# Extract
════════════════
POST /api/downstream/answer/<token>/<file_hash>

Parameters:

{
    "proof": "...proof object string representation..."
}

Response:

{
    "status": "ok"
}

Downstream Farmer

Downstream farmer will also need to be modified to interface with this new prototype node.

Handling Scale Issues

In terms of allow people to farm these are the things I was thinking about in terms of limiting access.

  1. Crowdsale addresses with over 10k SJCX are allowed to farm
  2. All crowdsale are allowed to farm
  3. All addresses with more that 10k SJCX are allowed to farm

Even with this limiting factor I think we might have some scale issues. We may or may not have DDOS attacks, but I more see someone trying to scale up a bunch of virtual nodes to farmer. With the limiting factors using total currency supply we can have a maximum of around 5k farmers. I estimate around 1k farmers at the peak.
════════════════
# Problem a
Count the lines in the records below that contain the string "skate", and reply with the number only.
════════════════
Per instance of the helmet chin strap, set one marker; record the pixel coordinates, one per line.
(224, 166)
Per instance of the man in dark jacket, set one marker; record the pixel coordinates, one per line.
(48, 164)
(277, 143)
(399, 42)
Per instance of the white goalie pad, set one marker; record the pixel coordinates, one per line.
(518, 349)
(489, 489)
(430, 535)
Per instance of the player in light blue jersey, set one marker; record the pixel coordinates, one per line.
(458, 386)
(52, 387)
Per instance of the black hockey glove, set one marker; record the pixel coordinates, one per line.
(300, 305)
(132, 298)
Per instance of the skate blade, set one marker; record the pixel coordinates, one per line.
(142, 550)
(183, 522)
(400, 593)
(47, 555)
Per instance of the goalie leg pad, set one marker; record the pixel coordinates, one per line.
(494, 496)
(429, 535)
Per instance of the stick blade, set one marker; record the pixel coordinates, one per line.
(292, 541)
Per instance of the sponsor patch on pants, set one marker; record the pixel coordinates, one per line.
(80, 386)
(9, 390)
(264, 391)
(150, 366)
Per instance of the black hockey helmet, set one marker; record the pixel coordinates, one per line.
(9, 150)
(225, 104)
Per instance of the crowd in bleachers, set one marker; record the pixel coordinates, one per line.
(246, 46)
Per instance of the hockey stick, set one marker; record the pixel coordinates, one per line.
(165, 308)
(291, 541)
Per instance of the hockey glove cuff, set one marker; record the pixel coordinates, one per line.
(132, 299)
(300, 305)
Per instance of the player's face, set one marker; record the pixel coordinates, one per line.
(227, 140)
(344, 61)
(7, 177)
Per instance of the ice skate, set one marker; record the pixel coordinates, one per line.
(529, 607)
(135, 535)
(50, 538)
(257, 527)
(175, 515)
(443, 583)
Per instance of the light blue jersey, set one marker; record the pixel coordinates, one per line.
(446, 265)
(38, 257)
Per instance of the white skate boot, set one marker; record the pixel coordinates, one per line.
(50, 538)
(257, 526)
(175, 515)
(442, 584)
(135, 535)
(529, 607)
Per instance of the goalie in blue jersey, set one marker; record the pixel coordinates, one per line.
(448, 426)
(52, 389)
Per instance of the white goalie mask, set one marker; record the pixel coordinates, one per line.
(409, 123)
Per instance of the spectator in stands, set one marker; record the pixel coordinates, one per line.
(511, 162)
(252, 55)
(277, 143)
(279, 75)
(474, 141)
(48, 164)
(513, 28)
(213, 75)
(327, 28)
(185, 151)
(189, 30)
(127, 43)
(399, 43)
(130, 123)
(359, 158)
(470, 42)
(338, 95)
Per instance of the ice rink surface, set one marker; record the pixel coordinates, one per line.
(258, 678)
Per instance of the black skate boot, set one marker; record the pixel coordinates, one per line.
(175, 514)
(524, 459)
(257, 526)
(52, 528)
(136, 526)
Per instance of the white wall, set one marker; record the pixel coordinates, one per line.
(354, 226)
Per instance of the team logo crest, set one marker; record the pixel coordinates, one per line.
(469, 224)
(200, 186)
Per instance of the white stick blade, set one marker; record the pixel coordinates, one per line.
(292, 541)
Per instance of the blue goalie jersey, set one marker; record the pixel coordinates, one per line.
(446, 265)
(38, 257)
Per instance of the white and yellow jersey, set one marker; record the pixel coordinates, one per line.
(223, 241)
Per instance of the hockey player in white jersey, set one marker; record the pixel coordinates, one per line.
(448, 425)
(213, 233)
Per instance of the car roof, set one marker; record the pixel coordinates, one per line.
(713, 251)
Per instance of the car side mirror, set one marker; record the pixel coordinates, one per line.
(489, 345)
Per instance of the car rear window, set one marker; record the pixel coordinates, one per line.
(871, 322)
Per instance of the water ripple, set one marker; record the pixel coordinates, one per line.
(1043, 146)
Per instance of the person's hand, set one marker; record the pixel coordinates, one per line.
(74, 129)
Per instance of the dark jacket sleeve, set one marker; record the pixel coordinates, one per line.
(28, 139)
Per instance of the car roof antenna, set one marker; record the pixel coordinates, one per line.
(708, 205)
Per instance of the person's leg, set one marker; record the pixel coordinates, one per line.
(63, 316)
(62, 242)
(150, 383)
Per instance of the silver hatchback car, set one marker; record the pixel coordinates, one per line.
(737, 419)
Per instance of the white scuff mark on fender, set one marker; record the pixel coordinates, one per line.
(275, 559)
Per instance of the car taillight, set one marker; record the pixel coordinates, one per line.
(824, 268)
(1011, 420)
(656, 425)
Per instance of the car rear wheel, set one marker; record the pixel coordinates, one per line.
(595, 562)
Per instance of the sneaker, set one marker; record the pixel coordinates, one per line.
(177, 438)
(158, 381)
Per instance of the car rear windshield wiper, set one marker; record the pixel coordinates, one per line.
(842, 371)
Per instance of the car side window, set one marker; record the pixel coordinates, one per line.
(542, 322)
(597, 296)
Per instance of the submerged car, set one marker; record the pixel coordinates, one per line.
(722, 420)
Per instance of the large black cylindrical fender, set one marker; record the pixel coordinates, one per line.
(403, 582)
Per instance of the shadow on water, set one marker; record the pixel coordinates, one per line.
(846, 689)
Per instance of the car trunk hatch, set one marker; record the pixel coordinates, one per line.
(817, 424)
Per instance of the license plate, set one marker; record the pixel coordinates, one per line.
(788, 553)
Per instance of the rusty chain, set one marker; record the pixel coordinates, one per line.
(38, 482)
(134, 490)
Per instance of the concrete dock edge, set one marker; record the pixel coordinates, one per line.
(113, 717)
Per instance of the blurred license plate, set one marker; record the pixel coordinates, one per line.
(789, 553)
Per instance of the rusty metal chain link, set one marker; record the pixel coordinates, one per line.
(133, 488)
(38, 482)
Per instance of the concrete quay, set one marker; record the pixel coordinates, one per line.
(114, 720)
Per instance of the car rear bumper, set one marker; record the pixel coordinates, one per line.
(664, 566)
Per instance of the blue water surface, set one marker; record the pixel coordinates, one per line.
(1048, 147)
════════════════
# Problem b
According to the farming notes above, what is the maximum number of farmers possible when the limits are based on total currency supply?

# Exercise answer a
4

# Exercise answer b
Around 5k farmers.